What is needed » Rewrite the material from its beginning through the line containing "[43, 5, 387, 355]", substituting "mallow" for every "hibiscus" and keeping everything else the same. Leave the pictures out of your answer.

Supplied records »
::::
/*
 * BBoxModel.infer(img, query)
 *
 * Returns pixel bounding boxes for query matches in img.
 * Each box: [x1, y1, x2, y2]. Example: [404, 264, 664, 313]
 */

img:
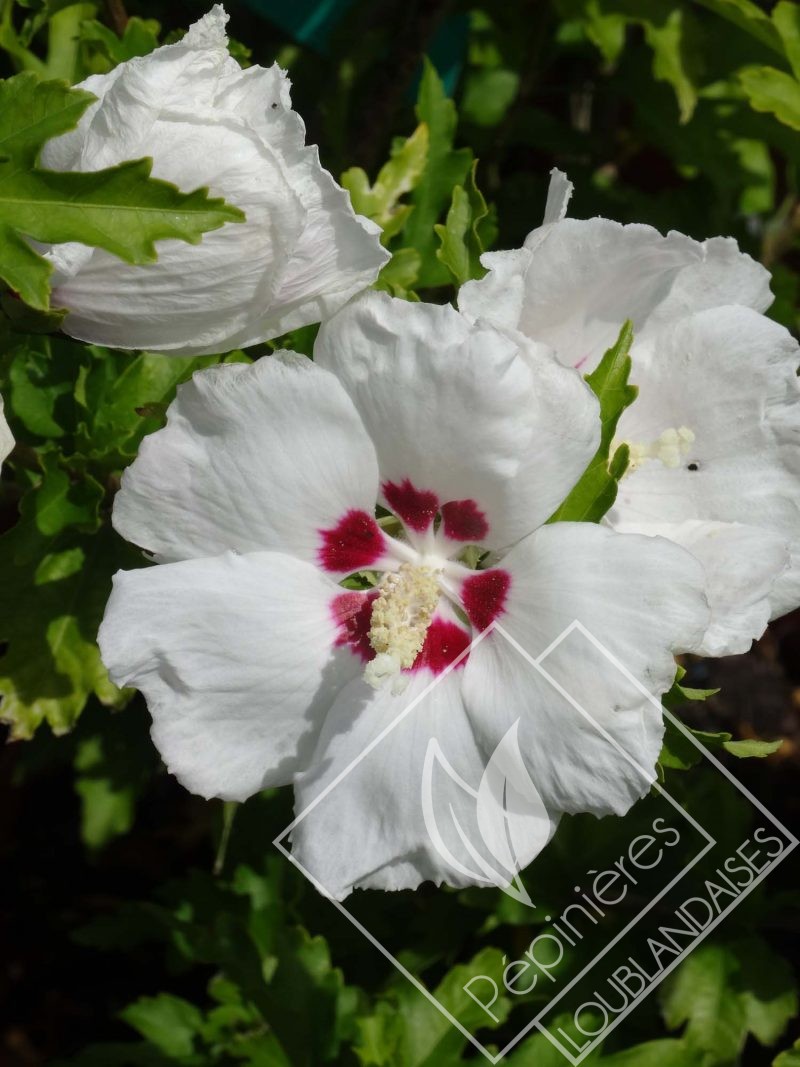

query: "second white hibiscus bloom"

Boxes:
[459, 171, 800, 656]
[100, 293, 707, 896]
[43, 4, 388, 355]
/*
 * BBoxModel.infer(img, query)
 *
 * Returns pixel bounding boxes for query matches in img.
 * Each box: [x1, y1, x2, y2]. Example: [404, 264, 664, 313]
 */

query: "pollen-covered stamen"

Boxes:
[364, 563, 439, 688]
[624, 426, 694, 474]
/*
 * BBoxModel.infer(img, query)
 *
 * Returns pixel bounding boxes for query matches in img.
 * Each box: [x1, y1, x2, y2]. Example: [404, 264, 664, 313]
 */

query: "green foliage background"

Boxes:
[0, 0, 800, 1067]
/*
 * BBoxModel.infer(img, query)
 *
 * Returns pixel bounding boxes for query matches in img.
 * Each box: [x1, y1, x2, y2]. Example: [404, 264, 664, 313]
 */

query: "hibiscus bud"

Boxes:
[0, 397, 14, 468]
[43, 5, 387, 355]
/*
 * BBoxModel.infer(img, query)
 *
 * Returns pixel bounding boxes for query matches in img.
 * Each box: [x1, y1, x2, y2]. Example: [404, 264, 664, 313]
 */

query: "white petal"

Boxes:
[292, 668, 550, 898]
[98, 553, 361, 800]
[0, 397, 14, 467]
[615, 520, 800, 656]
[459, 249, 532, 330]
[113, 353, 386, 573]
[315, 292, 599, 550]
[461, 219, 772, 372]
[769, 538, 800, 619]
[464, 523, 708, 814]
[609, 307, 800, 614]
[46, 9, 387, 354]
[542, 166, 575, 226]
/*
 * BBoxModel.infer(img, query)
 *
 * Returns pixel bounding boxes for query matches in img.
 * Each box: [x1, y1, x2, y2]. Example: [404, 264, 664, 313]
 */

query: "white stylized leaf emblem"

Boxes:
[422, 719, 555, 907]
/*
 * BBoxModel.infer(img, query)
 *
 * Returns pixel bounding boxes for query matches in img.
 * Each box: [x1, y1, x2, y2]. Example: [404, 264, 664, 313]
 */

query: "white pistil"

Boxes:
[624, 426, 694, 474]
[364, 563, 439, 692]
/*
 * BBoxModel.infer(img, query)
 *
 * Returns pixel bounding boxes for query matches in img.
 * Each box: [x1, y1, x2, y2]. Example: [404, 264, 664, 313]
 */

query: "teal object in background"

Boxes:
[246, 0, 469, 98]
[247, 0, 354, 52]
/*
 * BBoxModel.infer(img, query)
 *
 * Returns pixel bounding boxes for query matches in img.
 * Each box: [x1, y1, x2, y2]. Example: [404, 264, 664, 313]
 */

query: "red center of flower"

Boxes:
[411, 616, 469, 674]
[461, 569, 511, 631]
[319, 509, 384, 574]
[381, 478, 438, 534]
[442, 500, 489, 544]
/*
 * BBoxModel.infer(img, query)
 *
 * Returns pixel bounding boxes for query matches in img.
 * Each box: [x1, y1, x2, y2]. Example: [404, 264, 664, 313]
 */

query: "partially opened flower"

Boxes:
::::
Solution to the exercise »
/*
 * BBoxModel.infer(img, query)
 *
 * Returns pixel bounding boxes for query matches in img.
 * Each box: [x1, y1, x2, y2]. Example: [404, 264, 664, 313]
 */

img:

query: "second white mallow bloom"

Boxes:
[459, 171, 800, 656]
[100, 293, 707, 896]
[43, 4, 388, 355]
/*
 * BBoxModel.infer(img, query)
 *
 * Returns pixel bounding boxes for query matches in img.
 * Each box: [x1, y1, x2, y2]. Example: [404, 264, 664, 313]
 */

query: "pollen-covered stamen"

Boxes:
[364, 563, 439, 688]
[624, 426, 694, 474]
/*
 * BBoxModel.infer(img, query)
 *
 * Returns pixel bounding boxes for query matches in img.
 * Each box: [x1, y1, x2, y2]. Example: [404, 264, 664, 313]
 */

query: "green foliage background"

Boxes:
[0, 0, 800, 1067]
/*
 * BBoxModel.infer(img, query)
 *
 * Returns pixel bounding boxes for query matches in img.
 * Each box: [x1, y1, x2, y2]. Example: [404, 264, 664, 313]
 */

query: "mallow bud"

Boxes:
[0, 397, 14, 468]
[43, 5, 387, 355]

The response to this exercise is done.